EXERCISE AIM:
Carry on the forum thread about rare severums from the point where it stops.

BEGIN DOCUMENT SEGMENT

# Rare Severums



## Chrispy

Hello All!

I am a huge fan of the Heros family. I currently have a gold severum and a beautiful Rotkeil and I would love to expand my collection, but I am having a hard time deciding and finding my next fish.

Everywhere I look, all I can find are the gold severum and sometimes the odd rotkeil, but I want something more unique and natural. I especially have my eye on the Heros Notatus and would love to get my hands on some wild caught Heros efasciatus or perhaps some true mouth brooders. Jeff Rapps has some Heros Atabapo listed, but I am not sure what they look like.

If anyone knows of some unique Heros they could suggest, I would be very thankful. Also, I have decided that I cannot find the fish I want locally so does anyone know of more reputable on-line dealers like Jeff Rapps they could suggest.


----------



## DirtyBlackSocks

Rapp's is pretty much the go to guy when it comes to oddball SA and CA cichlids.


----------



## Toby_H

This forum does not allow us to discuss individual retailers in the open forum... so I expect this thread to be locked as soon as a Mod finds it...

But in the meantime... I'm not a Mod 

Ken Davis out of Atlanta has a pretty wide variety of stock available and also has a lot of connections in the hobby... he may be able to help you...

I've bought some fish from Danny of TNT Cichlids (formerly Motor City Cichlids or Tiny## on aquabid) and had a really good experience with him. I don't believe he has Sevs in stock now but he also has a lot of connections in the hobby...

As mentioned of course Jeff Rapps is a reputable supplier with a huge stock and extensive connections...

There are also many other quality suppliers that may be able to help you out... but these are the 3 I've enjoyed working with most recently...


----------



## Ded Revil

nc_nutcase said:


> This forum does not allow us to discuss individual retailers in the open forum... so I expect this thread to be locked as soon as a Mod finds it...


It's been this long, so maybe a mere recommendation is tolerated to an extent?


----------



## DeadFishFloating

Ded Revil said:


> It's been this long, so maybe a mere recommendation is tolerated to an extent?

END DOCUMENT SEGMENT
BEGIN RECORD LIST

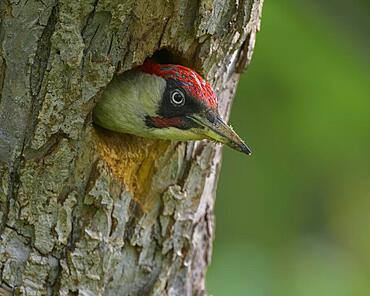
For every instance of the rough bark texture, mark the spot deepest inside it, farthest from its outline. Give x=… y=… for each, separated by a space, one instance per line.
x=84 y=211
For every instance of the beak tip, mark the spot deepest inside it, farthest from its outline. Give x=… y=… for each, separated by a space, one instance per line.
x=245 y=149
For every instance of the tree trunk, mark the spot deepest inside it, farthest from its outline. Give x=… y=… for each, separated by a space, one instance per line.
x=84 y=211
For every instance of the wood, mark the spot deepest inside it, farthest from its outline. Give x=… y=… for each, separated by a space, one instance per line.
x=88 y=212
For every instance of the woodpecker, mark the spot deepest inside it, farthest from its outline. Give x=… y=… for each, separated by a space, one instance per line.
x=164 y=101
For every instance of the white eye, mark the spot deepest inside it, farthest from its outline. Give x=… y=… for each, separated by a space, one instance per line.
x=177 y=98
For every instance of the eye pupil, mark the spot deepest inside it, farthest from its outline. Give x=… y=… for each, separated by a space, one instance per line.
x=177 y=98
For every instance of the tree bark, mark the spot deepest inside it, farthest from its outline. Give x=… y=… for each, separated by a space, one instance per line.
x=88 y=212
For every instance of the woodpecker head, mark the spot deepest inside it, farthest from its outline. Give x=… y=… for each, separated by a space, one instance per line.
x=164 y=101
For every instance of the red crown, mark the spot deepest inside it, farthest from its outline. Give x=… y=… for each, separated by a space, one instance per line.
x=193 y=83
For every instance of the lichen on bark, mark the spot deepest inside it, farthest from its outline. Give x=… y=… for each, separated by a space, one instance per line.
x=90 y=212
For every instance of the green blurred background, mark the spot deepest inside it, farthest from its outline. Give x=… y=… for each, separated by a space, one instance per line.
x=294 y=218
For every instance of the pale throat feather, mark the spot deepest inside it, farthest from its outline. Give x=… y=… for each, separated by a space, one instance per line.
x=127 y=100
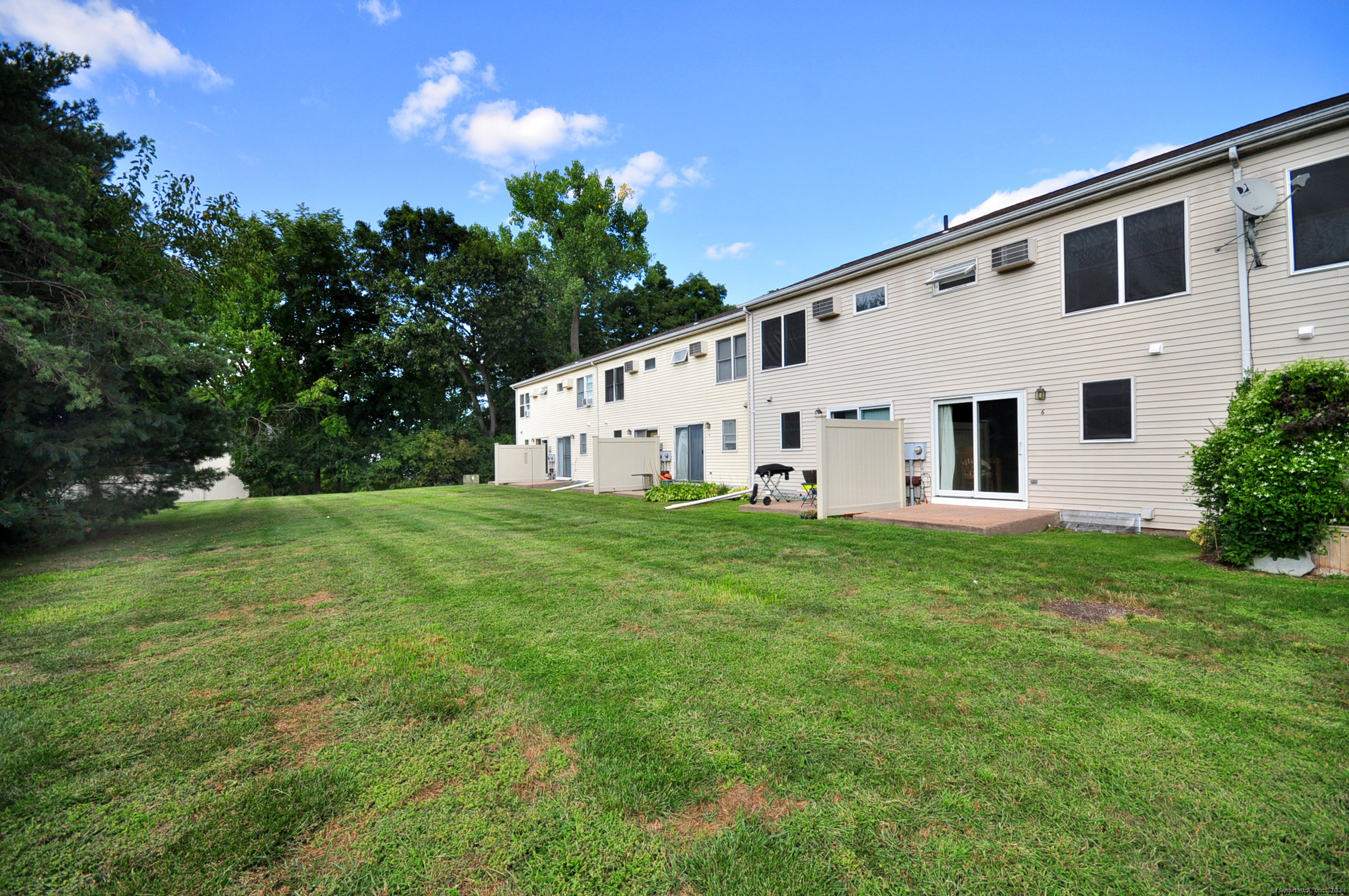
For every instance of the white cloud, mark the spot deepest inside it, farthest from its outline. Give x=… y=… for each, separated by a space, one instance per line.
x=651 y=169
x=1003 y=199
x=735 y=250
x=107 y=34
x=446 y=79
x=380 y=11
x=483 y=191
x=494 y=133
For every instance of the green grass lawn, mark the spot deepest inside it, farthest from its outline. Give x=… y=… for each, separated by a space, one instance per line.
x=510 y=691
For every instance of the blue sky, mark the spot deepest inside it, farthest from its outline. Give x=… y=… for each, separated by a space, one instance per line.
x=769 y=142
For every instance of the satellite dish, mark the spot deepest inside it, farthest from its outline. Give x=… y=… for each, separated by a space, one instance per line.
x=1254 y=196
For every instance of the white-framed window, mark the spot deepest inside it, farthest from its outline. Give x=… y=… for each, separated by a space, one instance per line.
x=1132 y=258
x=1318 y=216
x=861 y=412
x=954 y=276
x=869 y=300
x=783 y=341
x=1107 y=409
x=613 y=385
x=730 y=360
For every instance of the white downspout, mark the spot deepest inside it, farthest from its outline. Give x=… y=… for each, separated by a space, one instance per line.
x=1243 y=272
x=749 y=362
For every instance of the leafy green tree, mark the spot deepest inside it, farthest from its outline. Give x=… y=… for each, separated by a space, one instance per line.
x=586 y=242
x=1275 y=475
x=657 y=304
x=103 y=419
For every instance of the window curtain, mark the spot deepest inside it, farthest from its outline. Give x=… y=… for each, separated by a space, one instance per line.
x=946 y=444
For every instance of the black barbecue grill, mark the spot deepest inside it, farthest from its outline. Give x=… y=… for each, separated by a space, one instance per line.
x=772 y=477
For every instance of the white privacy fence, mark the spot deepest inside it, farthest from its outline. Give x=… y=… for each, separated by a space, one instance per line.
x=521 y=463
x=620 y=463
x=861 y=466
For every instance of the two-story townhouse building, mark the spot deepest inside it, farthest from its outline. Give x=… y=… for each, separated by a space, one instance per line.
x=687 y=387
x=1068 y=351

END RECORD LIST

SOLVED EXERCISE:
Nah! Kim just hasn't put her glasses on yet. :wink:


----------



## illy-d

I've always felt that Heros sp. 'Rotkiel' is just a synonym or maybe a colour varient of the Heros Notatus - and so far I haven't found anything conclusive so support or refute this half baked observation... If I was looking for a specific, unique Severum I think I would want to keep a pair of the mouth brooding ones!


----------



## chrispyweld

Anyone heard of or seen a full grown "Pineapple" Severum?

I picked one up recently but it is small. It is bright yellow some times to a day glow yellow green color others. They had it with greens and golds at the LFS.


----------



## auratum

I bought 4 of the pineapple severum about a month ago. They look like a gold severum with some red dots sprinkled on them. Not as much red as the photos I have seen of the "red spot" severum, which is what I am looking for. When I got them, I was hoping they might grow into the red, but after seeing photos of someone elses juvi red, I am thinking that I didn't get what I was looking for. They are beautiful fish, but not as much red as I wanted.

The 4 that I selected ranged from a fair amount of spotting to very little spotting - it looks like they would all be siblings and they are 3" TL right now.




























BTW - if anyone knows where to get some super red severums, I would love to know!

Thanks!
Patrick


----------



## Bluekiller82

This is my Super Red Severum. I got him about a year and a half ago from UncleNedsFishFactory.

Too bad you are so far away cuz im selling this guy.


----------



## Ape-Fish

He looks great! :thumb: Why you selling him?


----------



## Bluekiller82

Looking to restock my tank with some more aggressive CA's.


----------



## Munky

Too good to sell i'd get another tank! 8)


----------



## saorsa

Bluekiller82 said:


> This is my Super Red Severum. I got him about a year and a half ago from UncleNedsFishFactory.


Great looking fish, curious to know , how big was he when you got him and did he grow quite fast ?


----------



## Bluekiller82

Bought him around 3.5" and its been about 1.5 years, so not really fast.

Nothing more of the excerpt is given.